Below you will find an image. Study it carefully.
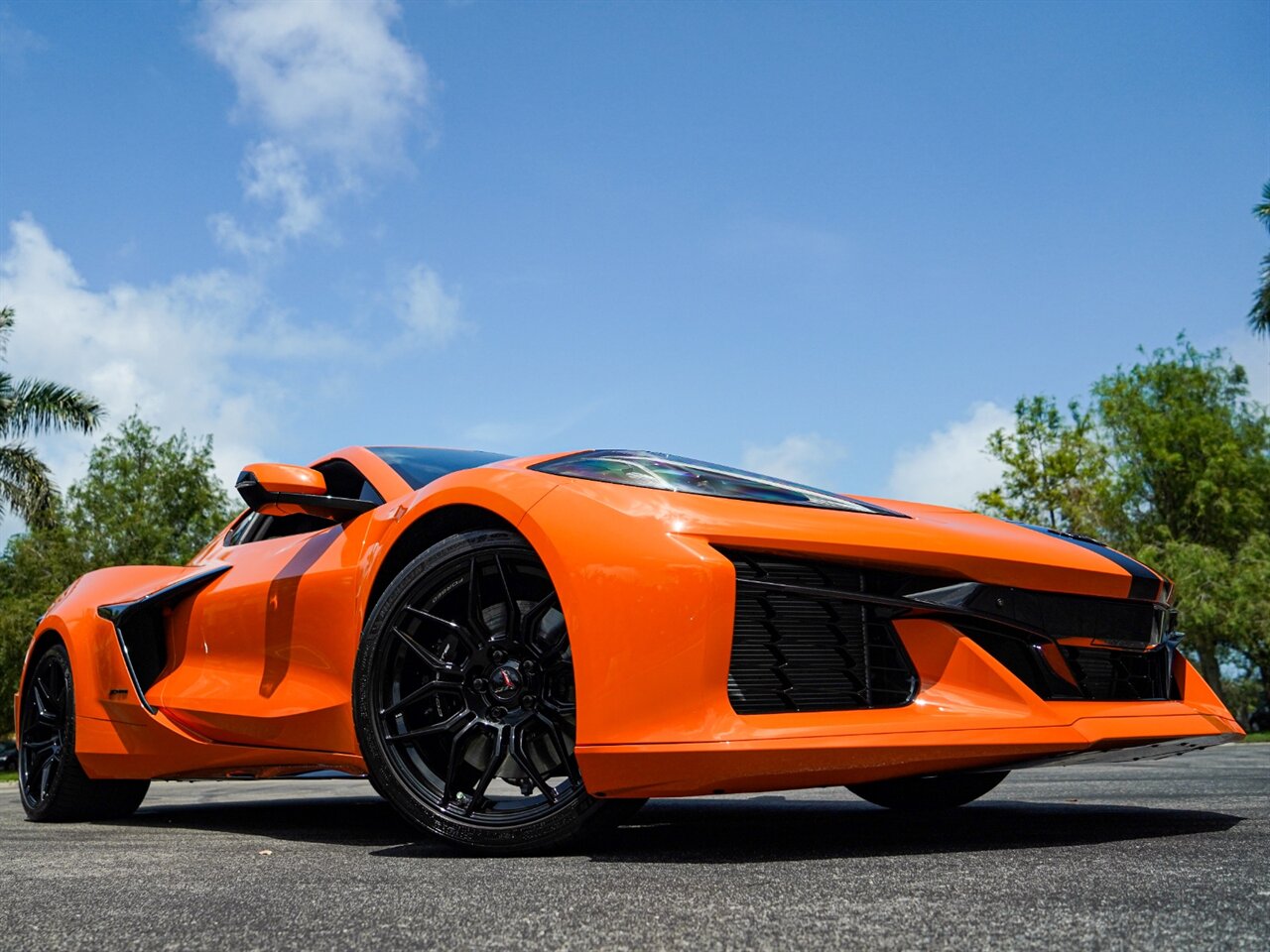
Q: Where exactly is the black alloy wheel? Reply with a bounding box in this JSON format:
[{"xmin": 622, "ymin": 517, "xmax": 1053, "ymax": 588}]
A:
[
  {"xmin": 354, "ymin": 531, "xmax": 631, "ymax": 853},
  {"xmin": 18, "ymin": 645, "xmax": 150, "ymax": 821},
  {"xmin": 847, "ymin": 771, "xmax": 1010, "ymax": 812}
]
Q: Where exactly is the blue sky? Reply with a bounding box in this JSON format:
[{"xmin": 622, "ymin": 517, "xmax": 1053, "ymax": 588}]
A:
[{"xmin": 0, "ymin": 0, "xmax": 1270, "ymax": 533}]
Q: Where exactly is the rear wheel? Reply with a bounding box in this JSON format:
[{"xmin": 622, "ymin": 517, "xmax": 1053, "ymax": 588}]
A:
[
  {"xmin": 18, "ymin": 645, "xmax": 150, "ymax": 821},
  {"xmin": 847, "ymin": 771, "xmax": 1010, "ymax": 811},
  {"xmin": 354, "ymin": 531, "xmax": 632, "ymax": 853}
]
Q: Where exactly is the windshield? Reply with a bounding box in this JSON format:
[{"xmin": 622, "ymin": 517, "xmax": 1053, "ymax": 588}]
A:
[
  {"xmin": 531, "ymin": 449, "xmax": 901, "ymax": 516},
  {"xmin": 367, "ymin": 447, "xmax": 512, "ymax": 489}
]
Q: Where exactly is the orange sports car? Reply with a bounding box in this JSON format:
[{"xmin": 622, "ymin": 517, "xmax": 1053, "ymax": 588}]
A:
[{"xmin": 14, "ymin": 447, "xmax": 1241, "ymax": 852}]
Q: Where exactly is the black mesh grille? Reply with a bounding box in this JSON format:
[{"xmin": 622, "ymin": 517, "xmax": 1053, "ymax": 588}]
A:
[
  {"xmin": 1062, "ymin": 645, "xmax": 1171, "ymax": 701},
  {"xmin": 725, "ymin": 552, "xmax": 917, "ymax": 715}
]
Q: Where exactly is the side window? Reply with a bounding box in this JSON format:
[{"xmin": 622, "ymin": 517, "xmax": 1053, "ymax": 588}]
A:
[{"xmin": 225, "ymin": 459, "xmax": 384, "ymax": 545}]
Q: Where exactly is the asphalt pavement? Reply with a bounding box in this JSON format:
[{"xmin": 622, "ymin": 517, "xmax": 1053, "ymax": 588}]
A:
[{"xmin": 0, "ymin": 744, "xmax": 1270, "ymax": 952}]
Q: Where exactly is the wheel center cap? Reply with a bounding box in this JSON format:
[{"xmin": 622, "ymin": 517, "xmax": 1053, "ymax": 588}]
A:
[{"xmin": 489, "ymin": 663, "xmax": 522, "ymax": 703}]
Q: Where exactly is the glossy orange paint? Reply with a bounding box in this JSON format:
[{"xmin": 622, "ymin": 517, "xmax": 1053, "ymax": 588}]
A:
[
  {"xmin": 242, "ymin": 463, "xmax": 326, "ymax": 496},
  {"xmin": 17, "ymin": 447, "xmax": 1241, "ymax": 796}
]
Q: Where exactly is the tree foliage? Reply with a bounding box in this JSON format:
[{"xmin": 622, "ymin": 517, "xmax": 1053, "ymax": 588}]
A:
[
  {"xmin": 978, "ymin": 396, "xmax": 1106, "ymax": 534},
  {"xmin": 0, "ymin": 307, "xmax": 104, "ymax": 526},
  {"xmin": 0, "ymin": 416, "xmax": 234, "ymax": 735},
  {"xmin": 1248, "ymin": 181, "xmax": 1270, "ymax": 335},
  {"xmin": 978, "ymin": 336, "xmax": 1270, "ymax": 715}
]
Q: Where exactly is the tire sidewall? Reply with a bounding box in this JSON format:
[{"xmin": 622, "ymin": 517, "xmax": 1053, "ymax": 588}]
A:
[
  {"xmin": 18, "ymin": 643, "xmax": 75, "ymax": 820},
  {"xmin": 353, "ymin": 530, "xmax": 607, "ymax": 853}
]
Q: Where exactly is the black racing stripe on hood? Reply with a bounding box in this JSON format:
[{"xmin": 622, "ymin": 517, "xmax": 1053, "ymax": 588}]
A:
[{"xmin": 1007, "ymin": 520, "xmax": 1161, "ymax": 602}]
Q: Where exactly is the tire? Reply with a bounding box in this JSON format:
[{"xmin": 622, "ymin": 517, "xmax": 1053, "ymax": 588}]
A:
[
  {"xmin": 847, "ymin": 771, "xmax": 1010, "ymax": 812},
  {"xmin": 18, "ymin": 645, "xmax": 150, "ymax": 822},
  {"xmin": 353, "ymin": 531, "xmax": 634, "ymax": 854}
]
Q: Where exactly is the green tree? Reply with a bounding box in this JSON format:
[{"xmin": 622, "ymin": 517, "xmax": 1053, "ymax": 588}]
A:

● Your task
Return each of the lines above that contains the string "orange", and treat uppercase and lowercase letters as different.

● Final answer
Q: Where exactly is the orange sports car? Reply with a bounding box in this JSON format:
Q: Where exactly is the glossy orange paint? Reply with a bounding box in this JSON format:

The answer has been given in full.